Selection.
= 2024 Israeli secret document leak scandal =

The 2024 Israeli secret document leak scandal, more commonly known as BibiLeaks, is a political affair in Israel centered on 1 November 2024 reports that government officials close to Israeli prime minister Benjamin Netanyahu had leaked state secrets regarding the goals of the Gaza war. Shin Bet, Israel's internal security service, in cooperation with the army and police, is investigating the scandal. A number of suspects have been arrested, while the prime minister said none of his aides had been arrested. Yedioth Ahronoth reported that one of the detainees had attended confidential meetings with Netanyahu at the Defense Ministry headquarters. The American website Axios reported that the arrest of four individuals, including Eli Feldstein, spokesperson for Netanyahu, is at the center of what is considered the most significant scandal in the Israeli government since the onset of the war.

The scandal supports earlier reports that Netanyahu was determined to block any ceasefire deal to avoid facing trial, early elections, and accountability for the significant security lapse during the October 7 attacks.

== Leaks ==
The documents were illegally taken by Ari Rosenfeld, a non-commissioned officer in the IDF who was serving in the Military Intelligence Directorate.

Rosenfeld leaked three documents, one which discussed Hamas plans for psychological warfare against Israel, while two other documents were authored by the Intelligence Directorate.

== Publication ==
An article was published by The Jewish Chronicle on 5 September 2024, claiming Hamas leader Yahya Sinwar was surrounded by a ring of about 20 hostages and planned "to smuggle himself and the remaining Hamas leaders along with Israeli hostages" into Egypt and on to Iran, via the Philadelphi Corridor. An article in the German newspaper Bild published on 6 September purported to describe a "secret" document outlining the negotiation strategy followed by Hamas with Israel.

The article in The Jewish Chronicle was withdrawn days later as a complete fabrication and caused a major scandal for the publication, with several writers resigning in protest.

Recorded information.

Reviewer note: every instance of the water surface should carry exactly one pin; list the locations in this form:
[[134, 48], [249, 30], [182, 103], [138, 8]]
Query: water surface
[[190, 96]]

What you have to do. In the piece on the Israeli document leak scandal, write out the stretch from "The scandal supports" through "the Intelligence Directorate." word for word.

Solution for this problem.
The scandal supports earlier reports that Netanyahu was determined to block any ceasefire deal to avoid facing trial, early elections, and accountability for the significant security lapse during the October 7 attacks.

== Leaks ==
The documents were illegally taken by Ari Rosenfeld, a non-commissioned officer in the IDF who was serving in the Military Intelligence Directorate.

Rosenfeld leaked three documents, one which discussed Hamas plans for psychological warfare against Israel, while two other documents were authored by the Intelligence Directorate.